TASK DETAILS: Each entry below must be repeated word for word.

TASK MATERIAL:
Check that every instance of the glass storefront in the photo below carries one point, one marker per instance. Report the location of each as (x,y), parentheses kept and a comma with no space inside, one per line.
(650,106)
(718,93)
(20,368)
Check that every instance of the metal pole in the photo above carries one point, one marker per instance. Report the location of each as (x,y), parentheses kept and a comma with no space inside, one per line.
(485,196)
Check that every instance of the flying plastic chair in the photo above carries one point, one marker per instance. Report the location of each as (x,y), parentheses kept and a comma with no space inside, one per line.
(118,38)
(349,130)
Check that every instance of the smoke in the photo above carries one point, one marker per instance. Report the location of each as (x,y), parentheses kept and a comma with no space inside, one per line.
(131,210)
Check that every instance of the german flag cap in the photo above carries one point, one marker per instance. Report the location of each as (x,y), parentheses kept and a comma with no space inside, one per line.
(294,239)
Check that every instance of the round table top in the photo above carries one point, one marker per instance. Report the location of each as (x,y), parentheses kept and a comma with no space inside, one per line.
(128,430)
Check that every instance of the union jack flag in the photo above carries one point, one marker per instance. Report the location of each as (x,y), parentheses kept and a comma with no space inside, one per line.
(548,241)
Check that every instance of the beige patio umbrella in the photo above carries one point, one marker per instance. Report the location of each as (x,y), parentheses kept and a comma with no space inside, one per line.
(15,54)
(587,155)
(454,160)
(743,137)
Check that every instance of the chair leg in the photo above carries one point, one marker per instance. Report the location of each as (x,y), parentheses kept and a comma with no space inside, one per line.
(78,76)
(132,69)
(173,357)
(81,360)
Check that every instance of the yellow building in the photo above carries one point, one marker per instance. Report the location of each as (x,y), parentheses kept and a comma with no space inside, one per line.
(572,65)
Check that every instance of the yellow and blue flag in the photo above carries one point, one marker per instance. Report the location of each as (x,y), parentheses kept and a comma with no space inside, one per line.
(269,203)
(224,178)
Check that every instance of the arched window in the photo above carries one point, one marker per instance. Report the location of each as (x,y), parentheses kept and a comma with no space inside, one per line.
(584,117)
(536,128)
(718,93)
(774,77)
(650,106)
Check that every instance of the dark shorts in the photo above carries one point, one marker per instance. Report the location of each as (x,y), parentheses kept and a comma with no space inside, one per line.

RESULT OF THIS TASK:
Check that every instance of the glass storefront in the photo below carries one point, one marker per instance. Report the location of each as (x,y), parentheses kept and a comma with no space inside, one per line.
(650,106)
(718,93)
(20,368)
Check that every instance of the metal pole in the photo above carries one point, one marker per instance. Report the location of each as (x,y), parentheses kept and a comma with no space inside, one per line.
(485,196)
Check that every instance of the flying plastic chair in the photo above carries one point, one marker per instance. Report the location of each as (x,y), parentheses kept and a comma with no space inside, one per line.
(118,38)
(349,130)
Check that every instance of the smoke in the photo above carries one point, one marker per instance. Report the location of each as (x,y), parentheses kept and a comma with no space inside, one per line.
(131,210)
Check that every instance of the german flag cap in the photo above carries one point, one marker per instance. Report the location of each as (x,y), parentheses kept and a comma with no space inside, one per line.
(294,239)
Check that every instance of the round table top in the photo above carries one point, one marker per instance. Report the location of each as (x,y), parentheses kept and a comma with no space inside, one per line.
(128,430)
Check that every instance of the union jack flag in the photo above carries one point, one marker per instance. Report the location of each as (x,y), parentheses kept and a comma with no space inside, one per line.
(548,241)
Check that every instance of the beige patio umbrella in the photo above carries one point, one marker per instance. Report the location of each as (x,y), parentheses kept and a comma with no space inside, one per line.
(15,54)
(587,155)
(454,160)
(743,137)
Check that every instance of the chair leg in the photo above carries one point, one marker per instance. Report the location of each as (x,y), parentheses kept and a comma with no space inside, one per line.
(78,76)
(132,69)
(173,357)
(81,360)
Check that every instance of the yellow building in the photo above carries one point, one marker per instance. Report the location of each as (x,y), parentheses kept and a comma with no space inside, one per line.
(572,65)
Check that every instance of the yellow and blue flag in the photo above carries one point, one marker per instance. Report the location of each as (x,y), parentheses kept and a comma with no space inside, one per line.
(269,203)
(224,178)
Check that every instance of the arched window in the photo above carries one point, one marker per instance. Report the location of each as (x,y), parentheses kept and a comma with no space inside, one per line.
(584,117)
(536,128)
(718,93)
(774,77)
(650,106)
Check that every instance of the dark shorts in the photo above carries one point, one marker per instance. Report the location of each as (x,y), parentheses kept and a comma with no space inside, one per line.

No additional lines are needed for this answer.